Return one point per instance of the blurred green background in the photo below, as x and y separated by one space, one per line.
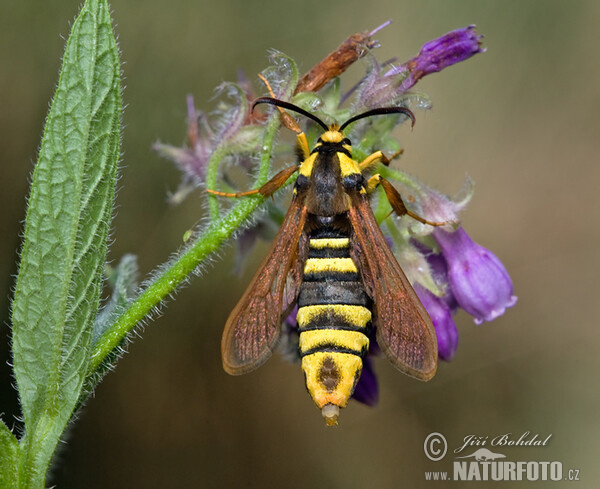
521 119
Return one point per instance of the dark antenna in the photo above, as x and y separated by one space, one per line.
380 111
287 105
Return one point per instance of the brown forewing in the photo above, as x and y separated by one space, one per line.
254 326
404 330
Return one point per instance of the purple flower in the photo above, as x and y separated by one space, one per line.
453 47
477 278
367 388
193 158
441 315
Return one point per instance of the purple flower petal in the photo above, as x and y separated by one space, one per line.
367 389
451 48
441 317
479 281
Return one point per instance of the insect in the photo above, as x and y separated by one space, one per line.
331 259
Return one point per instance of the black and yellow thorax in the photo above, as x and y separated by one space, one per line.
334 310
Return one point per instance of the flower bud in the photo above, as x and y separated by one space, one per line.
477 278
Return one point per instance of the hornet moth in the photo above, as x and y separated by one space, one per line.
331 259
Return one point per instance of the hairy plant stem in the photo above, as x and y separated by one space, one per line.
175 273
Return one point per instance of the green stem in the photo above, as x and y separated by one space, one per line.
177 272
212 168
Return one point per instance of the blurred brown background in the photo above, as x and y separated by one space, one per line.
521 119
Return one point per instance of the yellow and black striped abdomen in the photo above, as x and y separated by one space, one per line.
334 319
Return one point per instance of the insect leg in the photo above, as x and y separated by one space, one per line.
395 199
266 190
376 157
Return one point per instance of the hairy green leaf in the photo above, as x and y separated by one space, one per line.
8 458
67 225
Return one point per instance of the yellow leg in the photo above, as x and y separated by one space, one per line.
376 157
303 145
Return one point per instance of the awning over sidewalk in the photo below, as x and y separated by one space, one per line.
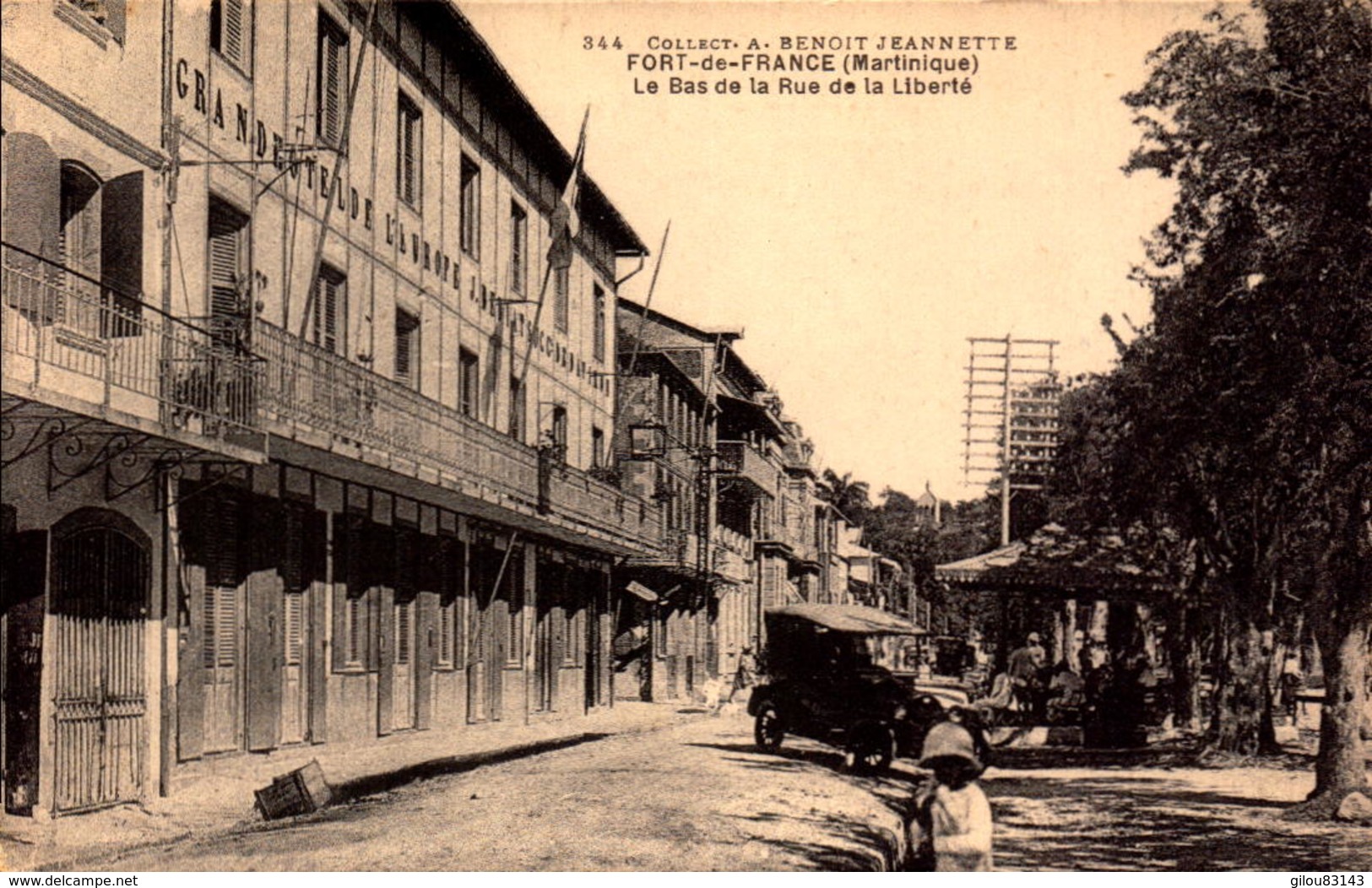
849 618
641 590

|---|

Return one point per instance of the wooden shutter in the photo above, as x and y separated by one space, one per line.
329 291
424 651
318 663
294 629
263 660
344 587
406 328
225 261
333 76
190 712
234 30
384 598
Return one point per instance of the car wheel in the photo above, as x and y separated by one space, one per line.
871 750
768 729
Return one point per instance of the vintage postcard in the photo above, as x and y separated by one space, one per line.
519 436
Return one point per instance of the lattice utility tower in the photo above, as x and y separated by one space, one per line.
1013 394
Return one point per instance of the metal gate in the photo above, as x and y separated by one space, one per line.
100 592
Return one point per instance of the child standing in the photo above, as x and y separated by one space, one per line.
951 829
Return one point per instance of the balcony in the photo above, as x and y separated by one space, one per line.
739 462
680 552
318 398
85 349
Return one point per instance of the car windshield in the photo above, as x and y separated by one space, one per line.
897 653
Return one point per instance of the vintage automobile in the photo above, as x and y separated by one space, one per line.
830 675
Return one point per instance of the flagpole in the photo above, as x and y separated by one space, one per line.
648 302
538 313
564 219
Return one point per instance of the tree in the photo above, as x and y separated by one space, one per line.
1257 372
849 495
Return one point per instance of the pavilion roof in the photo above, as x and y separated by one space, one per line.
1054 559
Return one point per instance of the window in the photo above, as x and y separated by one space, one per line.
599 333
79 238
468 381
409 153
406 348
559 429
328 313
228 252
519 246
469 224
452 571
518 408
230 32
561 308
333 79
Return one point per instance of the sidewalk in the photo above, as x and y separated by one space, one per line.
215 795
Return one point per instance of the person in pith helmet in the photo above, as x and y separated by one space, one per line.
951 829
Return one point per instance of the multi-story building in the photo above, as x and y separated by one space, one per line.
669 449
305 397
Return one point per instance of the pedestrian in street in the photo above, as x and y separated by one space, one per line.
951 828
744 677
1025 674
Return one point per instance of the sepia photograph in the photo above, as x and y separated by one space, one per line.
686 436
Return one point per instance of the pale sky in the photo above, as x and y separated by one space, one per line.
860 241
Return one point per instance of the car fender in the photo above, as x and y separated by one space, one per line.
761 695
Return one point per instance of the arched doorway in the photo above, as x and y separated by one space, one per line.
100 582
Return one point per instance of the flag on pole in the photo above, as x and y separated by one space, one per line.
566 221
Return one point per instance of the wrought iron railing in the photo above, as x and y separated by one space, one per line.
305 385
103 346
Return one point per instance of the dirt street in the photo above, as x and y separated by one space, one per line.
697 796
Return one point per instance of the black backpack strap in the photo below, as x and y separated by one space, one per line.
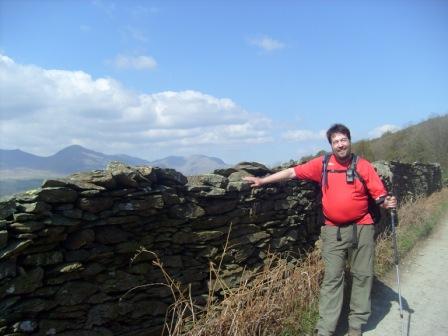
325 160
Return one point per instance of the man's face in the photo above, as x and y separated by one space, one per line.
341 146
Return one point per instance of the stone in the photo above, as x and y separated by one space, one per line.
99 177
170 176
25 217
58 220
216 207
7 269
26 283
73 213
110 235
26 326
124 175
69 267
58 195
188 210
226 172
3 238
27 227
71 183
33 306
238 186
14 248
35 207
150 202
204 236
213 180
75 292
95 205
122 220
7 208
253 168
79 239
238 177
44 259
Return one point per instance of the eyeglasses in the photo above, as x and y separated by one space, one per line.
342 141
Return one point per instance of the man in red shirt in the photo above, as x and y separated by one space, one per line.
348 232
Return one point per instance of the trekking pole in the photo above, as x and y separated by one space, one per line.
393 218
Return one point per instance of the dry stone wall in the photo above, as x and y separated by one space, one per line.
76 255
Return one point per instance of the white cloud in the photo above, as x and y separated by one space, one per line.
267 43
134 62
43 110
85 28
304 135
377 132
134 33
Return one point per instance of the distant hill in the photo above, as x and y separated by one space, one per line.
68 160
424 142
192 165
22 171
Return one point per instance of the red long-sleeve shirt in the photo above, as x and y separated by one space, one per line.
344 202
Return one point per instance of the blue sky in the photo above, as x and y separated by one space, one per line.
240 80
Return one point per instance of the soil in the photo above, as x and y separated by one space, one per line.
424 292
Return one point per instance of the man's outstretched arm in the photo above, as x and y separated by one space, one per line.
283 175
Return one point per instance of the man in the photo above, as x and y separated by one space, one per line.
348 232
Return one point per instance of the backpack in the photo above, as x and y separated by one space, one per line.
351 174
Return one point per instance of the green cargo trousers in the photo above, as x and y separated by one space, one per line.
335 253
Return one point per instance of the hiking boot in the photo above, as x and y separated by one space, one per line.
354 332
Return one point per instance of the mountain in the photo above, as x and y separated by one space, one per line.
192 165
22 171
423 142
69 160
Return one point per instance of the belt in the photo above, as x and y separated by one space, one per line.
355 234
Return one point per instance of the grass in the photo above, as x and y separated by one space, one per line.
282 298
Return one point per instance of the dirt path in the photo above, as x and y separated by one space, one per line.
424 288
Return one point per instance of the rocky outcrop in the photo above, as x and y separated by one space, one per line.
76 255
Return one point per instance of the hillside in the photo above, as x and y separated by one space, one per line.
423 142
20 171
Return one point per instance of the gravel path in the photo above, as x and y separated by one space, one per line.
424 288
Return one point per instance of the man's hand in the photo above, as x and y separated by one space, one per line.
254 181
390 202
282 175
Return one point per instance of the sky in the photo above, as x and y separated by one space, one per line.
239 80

|---|

_Challenge_
Count the rows above that contain the word "vintage", treating uppercase and lowercase as different. Give only the number.

_Task output_
2